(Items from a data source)
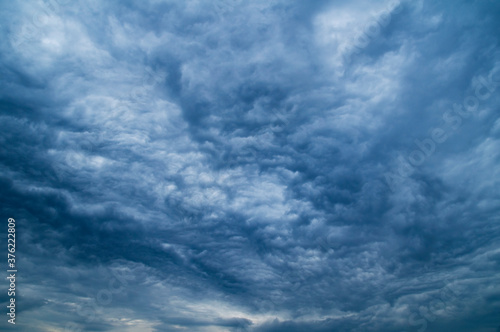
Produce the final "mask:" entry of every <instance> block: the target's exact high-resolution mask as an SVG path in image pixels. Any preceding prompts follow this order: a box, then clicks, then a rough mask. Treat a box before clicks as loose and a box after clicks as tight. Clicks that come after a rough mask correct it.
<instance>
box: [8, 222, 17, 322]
mask: <svg viewBox="0 0 500 332" xmlns="http://www.w3.org/2000/svg"><path fill="white" fill-rule="evenodd" d="M8 222H9V224H8V230H7V231H8V233H7V266H8V267H9V268H8V269H7V275H8V277H7V280H8V281H9V290H8V292H7V295H9V298H10V300H9V302H8V303H9V305H8V306H7V316H8V317H9V318H8V319H7V321H8V322H9V323H10V324H16V273H17V269H16V255H15V253H16V221H15V220H14V219H13V218H9V220H8Z"/></svg>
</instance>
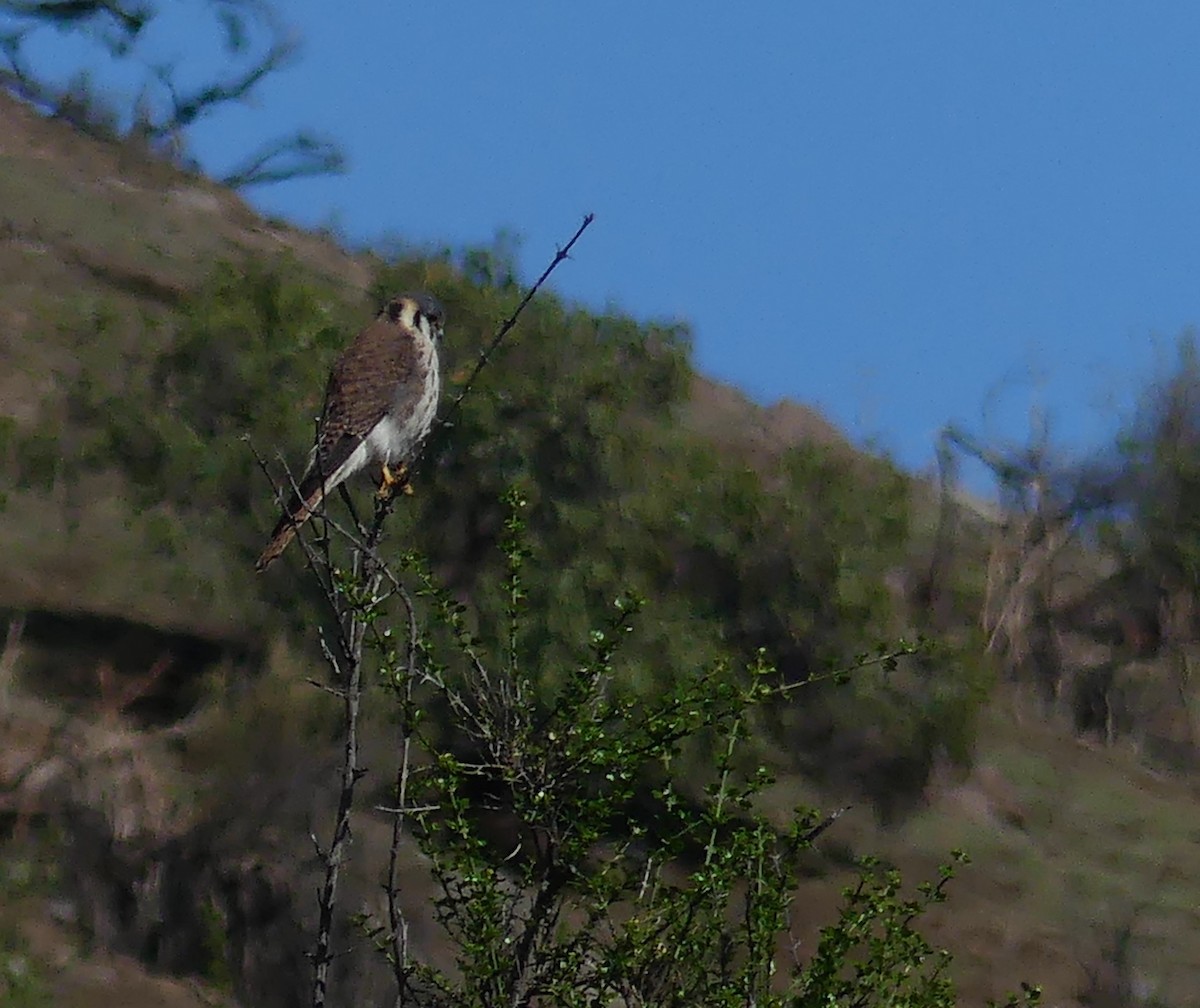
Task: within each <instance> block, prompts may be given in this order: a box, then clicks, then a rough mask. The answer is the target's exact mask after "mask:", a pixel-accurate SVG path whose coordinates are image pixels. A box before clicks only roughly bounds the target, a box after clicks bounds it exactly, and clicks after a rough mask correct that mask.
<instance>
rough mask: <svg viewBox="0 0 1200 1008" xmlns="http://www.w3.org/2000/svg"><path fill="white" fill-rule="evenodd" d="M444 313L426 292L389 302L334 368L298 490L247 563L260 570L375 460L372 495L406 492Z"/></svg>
mask: <svg viewBox="0 0 1200 1008" xmlns="http://www.w3.org/2000/svg"><path fill="white" fill-rule="evenodd" d="M442 325H443V313H442V306H440V305H438V302H437V301H434V300H433V299H432V298H431V296H428V295H427V294H402V295H400V296H398V298H392V299H391V300H390V301H389V302H388V304H386V305H384V308H383V311H382V312H379V317H378V318H377V319H376V320H374V322H372V323H371V324H370V325H368V326H367V328H366V329H364V330H362V331H361V332H360V334H359V335H358V338H355V341H354V342H353V343H350V346H349V347H347V348H346V349H344V350H343V352H342V355H341V356H340V358H338V359H337V362H336V364H335V365H334V370H332V372H331V373H330V376H329V384H328V385H326V386H325V407H324V409H323V410H322V415H320V425H319V427H318V430H317V444H316V445H314V446H313V450H312V455H310V456H308V467H307V468H306V469H305V474H304V478H302V479H301V480H300V484H299V487H298V491H299V492H298V493H294V494H293V496H292V500H290V502H289V503H288V506H287V508H286V509H284V511H283V517H281V518H280V521H278V524H276V526H275V532H274V533H271V541H270V542H268V544H266V548H265V550H263V554H262V556H260V557H259V558H258V563H257V564H256V565H254V566H256V569H257V570H265V569H266V568H268V566H269V565H270V563H271V562H272V560H274V559H275V558H276V557H278V556H280V553H282V552H283V551H284V550H286V548H287V546H288V544H289V542H290V541H292V540H293V539H294V538H295V534H296V529H298V528H299V527H300V526H301V524H304V523H305V522H306V521H308V518H310V517H312V515H313V512H314V511H316V510H317V509H318V508H319V506H320V503H322V502H323V500H324V499H325V497H326V496H328V494H329V493H331V492H332V491H334V488H335V487H337V486H338V485H340V484H342V482H344V481H346V480H347V479H349V478H350V476H353V475H354V474H355V473H358V472H361V470H362V469H365V468H366V467H367V466H371V464H372V463H376V464H378V466H379V467H380V482H379V493H380V494H389V493H391V492H392V491H394V490H395V488H396V487H397V486H398V487H401V488H404V490H407V488H408V478H407V467H408V464H409V462H412V461H413V457H414V456H415V455H416V451H418V449H419V448H420V446H421V443H422V442H424V440H425V438H426V436H427V434H428V433H430V427H431V426H432V425H433V416H434V414H436V413H437V409H438V395H439V392H440V390H442V379H440V376H439V374H438V341H439V340H440V338H442Z"/></svg>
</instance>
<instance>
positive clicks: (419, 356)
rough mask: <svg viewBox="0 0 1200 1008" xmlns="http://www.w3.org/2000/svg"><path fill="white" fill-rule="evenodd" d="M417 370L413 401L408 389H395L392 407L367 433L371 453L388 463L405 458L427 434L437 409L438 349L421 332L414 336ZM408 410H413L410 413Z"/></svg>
mask: <svg viewBox="0 0 1200 1008" xmlns="http://www.w3.org/2000/svg"><path fill="white" fill-rule="evenodd" d="M416 350H418V354H419V364H418V370H419V371H420V372H424V373H425V374H426V379H425V382H424V383H422V385H421V389H420V392H419V396H418V398H416V402H415V403H414V402H412V400H409V398H408V396H407V394H406V392H407V390H404V389H401V390H398V391H397V395H396V401H395V403H394V407H392V410H391V412H389V413H388V414H386V415H385V416H384V418H383V419H382V420H380V421H379V422H378V424H376V426H374V428H373V430H372V431H371V432H370V433H368V434H367V438H366V442H367V449H368V451H370V452H371V457H372V458H376V460H378V461H380V462H386V463H388V464H392V463H401V462H407V461H408V460H409V458H412V456H413V452H414V451H415V450H416V448H418V446H419V445H420V443H421V442H422V440H425V437H426V436H427V434H428V432H430V428H431V427H432V426H433V418H434V416H436V415H437V412H438V392H439V390H440V388H442V380H440V376H439V372H438V350H437V346H436V344H434V342H433V340H432V338H431V337H430V336H428V335H427V334H426V332H420V336H419V337H418V340H416ZM409 410H412V412H410V413H409Z"/></svg>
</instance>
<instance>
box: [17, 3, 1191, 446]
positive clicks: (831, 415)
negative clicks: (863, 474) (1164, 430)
mask: <svg viewBox="0 0 1200 1008" xmlns="http://www.w3.org/2000/svg"><path fill="white" fill-rule="evenodd" d="M185 7H186V8H187V12H185ZM280 8H281V10H282V11H284V12H286V17H287V19H288V20H289V23H290V24H293V25H294V26H295V28H296V30H298V31H299V32H300V35H301V36H302V38H304V50H302V55H301V58H300V59H299V60H298V61H296V62H295V65H294V66H293V67H290V68H288V70H287V71H284V72H281V73H278V74H277V76H275V77H274V78H271V79H269V80H268V82H266V83H265V85H264V86H263V88H262V90H260V91H259V92H258V97H257V100H256V101H254V103H253V104H252V106H251V107H247V108H242V109H230V110H228V112H226V113H223V114H221V115H220V116H216V118H214V119H212V120H210V121H208V122H204V124H202V125H200V126H199V127H198V128H197V130H196V131H194V133H193V134H192V140H193V144H194V150H196V154H197V155H198V156H199V158H200V161H202V163H204V164H205V166H208V167H209V168H210V169H211V170H214V172H215V173H220V170H221V169H222V168H227V167H229V166H232V163H233V162H234V161H236V160H238V157H239V155H242V154H245V152H246V151H247V150H248V149H250V148H251V146H253V145H254V144H256V143H257V142H259V140H260V139H265V138H268V137H271V136H276V134H278V133H283V132H287V131H289V130H292V128H296V127H311V128H313V130H317V131H319V132H324V133H328V134H330V136H331V137H334V138H336V139H337V140H338V142H340V143H341V144H342V145H343V148H344V149H346V152H347V155H348V157H349V163H350V169H349V172H348V174H346V175H342V176H337V178H329V179H316V180H305V181H295V182H289V184H283V185H278V186H274V187H265V188H262V190H252V191H250V192H248V197H250V199H251V200H252V202H253V203H254V204H256V205H257V206H259V208H262V209H263V210H265V211H269V212H271V214H275V215H280V216H283V217H287V218H290V220H294V221H296V222H300V223H305V224H334V226H336V227H338V228H340V229H341V230H342V233H344V234H346V235H347V236H348V239H349V240H352V241H355V242H366V241H371V240H374V239H379V238H383V236H388V235H396V236H401V238H403V239H407V240H409V241H413V242H416V244H425V242H427V244H433V245H443V244H450V245H455V246H458V245H464V244H480V242H488V241H490V240H491V239H492V236H493V235H494V234H496V232H497V230H498V229H511V230H515V232H517V233H518V234H520V235H521V236H522V238H523V245H522V253H521V254H522V264H523V269H524V272H526V275H527V276H528V277H532V276H534V275H535V274H536V272H538V271H539V270H540V268H541V265H542V264H544V263H545V262H546V260H547V258H548V256H551V254H552V253H553V250H554V246H556V244H558V242H559V241H562V240H564V239H565V238H566V236H568V235H569V234H570V233H571V232H572V230H574V228H575V227H576V226H577V223H578V221H580V218H581V217H582V215H583V214H584V212H587V211H594V212H595V215H596V222H595V224H594V226H593V228H592V229H590V230H589V232H588V234H587V236H586V238H584V240H583V241H582V242H581V245H580V247H578V251H577V254H576V256H575V258H574V260H572V262H571V263H568V264H565V265H564V268H562V269H560V271H559V272H558V274H556V277H554V286H556V287H557V289H558V290H559V292H562V293H563V294H565V295H568V296H571V298H576V299H580V300H582V301H584V302H587V304H589V305H593V306H598V307H602V306H608V305H614V306H618V307H620V308H624V310H626V311H629V312H630V313H632V314H635V316H637V317H640V318H680V319H684V320H686V322H689V323H690V324H691V325H692V326H694V331H695V336H696V344H695V347H696V361H697V364H698V366H700V367H701V370H703V371H704V372H707V373H709V374H713V376H715V377H719V378H722V379H725V380H728V382H732V383H733V384H736V385H738V386H739V388H742V389H743V390H745V391H746V392H748V394H749V395H751V396H752V397H754V398H756V400H758V401H761V402H764V403H769V402H772V401H774V400H778V398H780V397H785V396H786V397H792V398H796V400H799V401H802V402H805V403H809V404H812V406H815V407H817V408H818V409H821V410H822V412H823V413H824V414H827V415H828V416H829V418H830V419H832V420H834V422H836V424H838V425H839V426H841V427H844V428H845V430H846V431H847V432H848V433H850V434H851V437H853V438H854V439H856V440H857V442H859V443H872V444H875V445H877V446H881V448H883V449H884V450H887V451H888V452H890V454H892V455H893V456H894V457H896V458H898V461H900V462H901V463H902V464H905V466H907V467H910V468H922V467H924V466H926V464H928V463H929V462H930V460H931V456H932V442H934V438H935V436H936V433H937V431H938V430H940V428H941V427H942V425H944V424H946V422H947V421H955V422H959V424H961V425H964V426H966V427H967V428H970V430H971V431H973V432H977V433H982V434H984V436H985V437H989V438H992V439H1007V440H1018V442H1019V440H1021V439H1022V438H1024V437H1025V434H1026V433H1027V431H1028V424H1030V416H1031V410H1033V409H1037V410H1040V412H1042V413H1043V414H1044V415H1045V416H1046V418H1048V422H1049V426H1050V432H1051V437H1052V438H1054V440H1055V442H1057V443H1058V444H1061V445H1064V446H1068V448H1076V449H1081V448H1086V446H1091V445H1096V444H1100V443H1102V442H1103V440H1104V439H1105V438H1106V437H1110V436H1111V433H1112V431H1114V430H1115V427H1116V424H1117V421H1118V419H1120V418H1121V416H1122V415H1124V414H1126V412H1127V410H1128V407H1129V402H1130V398H1132V396H1133V394H1134V391H1135V390H1136V388H1138V383H1139V382H1145V380H1146V379H1147V378H1150V377H1151V376H1152V374H1153V373H1154V368H1156V365H1160V364H1162V361H1163V360H1165V359H1166V358H1169V355H1170V352H1171V347H1172V346H1174V341H1175V337H1176V336H1177V334H1178V332H1180V331H1182V330H1183V329H1184V328H1186V326H1188V325H1190V324H1192V323H1193V322H1195V320H1196V319H1198V318H1200V311H1198V299H1200V229H1198V227H1196V222H1198V220H1200V59H1198V55H1196V54H1198V53H1200V5H1195V4H1183V2H1156V4H1153V5H1117V4H1106V5H1100V4H1085V2H1074V4H1051V2H1014V4H1003V5H1001V4H990V5H984V4H950V2H942V4H940V2H913V4H894V2H886V4H884V2H874V4H853V5H851V4H805V2H797V1H796V0H788V2H784V0H778V1H776V2H756V4H744V5H732V4H728V2H722V4H715V2H707V0H689V2H686V4H670V2H647V1H646V0H643V2H636V4H635V2H624V0H619V1H618V0H614V1H613V2H605V4H599V2H590V4H566V2H562V0H557V2H548V1H547V2H528V4H491V2H473V4H472V2H460V4H421V5H415V4H400V2H396V0H365V2H358V4H353V5H352V4H330V2H328V0H290V2H288V4H287V5H280ZM196 17H197V16H196V13H194V10H193V5H180V7H179V10H178V11H176V12H175V13H172V14H170V17H169V18H167V19H164V20H163V23H162V25H160V28H158V29H157V30H156V34H152V35H151V36H149V37H148V38H146V40H145V43H144V44H145V48H146V49H150V50H154V52H156V53H158V52H161V53H166V54H168V55H178V56H179V59H180V60H181V66H184V67H185V68H191V70H192V71H193V72H196V73H203V72H204V71H205V70H206V68H208V66H210V64H208V65H206V64H205V59H211V58H210V56H205V55H204V53H206V52H208V50H205V49H204V47H203V46H202V44H200V40H202V38H203V32H202V31H200V29H199V26H198V23H197V22H196ZM38 44H42V46H43V47H44V48H43V49H42V50H41V52H42V53H43V54H44V58H47V59H50V60H55V61H58V62H59V64H60V65H61V66H62V67H64V68H65V67H67V66H68V65H71V62H72V60H76V59H77V58H78V56H77V54H76V52H74V50H73V49H71V48H70V47H67V46H65V44H64V41H62V40H61V38H59V37H55V36H53V35H52V36H49V37H48V38H47V40H44V41H41V42H40V43H38Z"/></svg>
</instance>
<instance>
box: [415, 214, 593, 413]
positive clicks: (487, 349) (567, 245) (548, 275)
mask: <svg viewBox="0 0 1200 1008" xmlns="http://www.w3.org/2000/svg"><path fill="white" fill-rule="evenodd" d="M594 220H595V214H586V215H584V216H583V223H582V224H580V227H578V228H577V229H576V232H575V234H572V235H571V240H570V241H568V242H566V245H564V246H563V247H562V248H559V250H558V251H557V252H556V253H554V258H553V259H552V260H551V263H550V265H548V266H546V269H545V270H542V272H541V276H539V277H538V278H536V280H535V281H534V283H533V287H530V288H529V289H528V290H527V292H526V295H524V296H523V298H522V299H521V304H520V305H517V306H516V310H515V311H514V312H512V314H510V316H509V317H508V318H506V319H505V320H504V322H503V323H502V324H500V328H499V329H497V330H496V335H494V336H493V337H492V342H491V343H488V344H487V346H486V347H484V349H482V350H481V352H480V354H479V359H478V360H476V361H475V367H474V368H472V372H470V374H469V376H467V380H466V382H464V383H463V386H462V389H461V390H460V391H458V395H457V396H456V397H455V401H454V402H452V403H451V404H450V409H448V410H446V414H445V416H443V418H442V419H440V420H439V421H438V426H439V427H448V426H450V425H451V424H452V421H454V418H455V416H456V415H457V413H458V409H460V408H461V406H462V401H463V400H464V398H467V396H468V394H469V392H470V390H472V389H473V388H474V385H475V379H476V378H479V372H481V371H482V370H484V368H485V367H486V366H487V362H488V360H491V358H492V354H493V353H496V350H497V349H498V348H499V346H500V343H503V342H504V337H505V336H508V335H509V332H511V331H512V326H515V325H516V324H517V319H518V318H520V317H521V312H523V311H524V310H526V305H528V304H529V302H530V301H532V300H533V295H534V294H536V293H538V290H539V289H540V288H541V286H542V284H544V283H545V282H546V281H547V280H548V278H550V275H551V274H552V272H553V271H554V270H556V269H557V268H558V264H559V263H562V262H563V260H564V259H569V258H570V256H571V248H574V247H575V242H576V241H578V240H580V238H581V236H582V235H583V232H586V230H587V229H588V228H589V227H590V224H592V222H593V221H594Z"/></svg>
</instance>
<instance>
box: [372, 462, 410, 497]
mask: <svg viewBox="0 0 1200 1008" xmlns="http://www.w3.org/2000/svg"><path fill="white" fill-rule="evenodd" d="M382 469H383V472H382V473H380V476H379V497H380V498H382V499H384V500H386V499H388V498H389V497H391V496H392V494H394V493H395V492H396V490H397V488H398V490H400V491H401V493H406V494H408V496H412V493H413V487H412V485H410V484H409V482H408V467H407V466H400V467H398V468H397V469H396V470H395V472H392V470H391V469H390V468H389V467H388V464H386V463H384V466H383V467H382Z"/></svg>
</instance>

→ Directions: How many lines in the records contain the word "target"? Reply with the number only.

→ Task answer: 2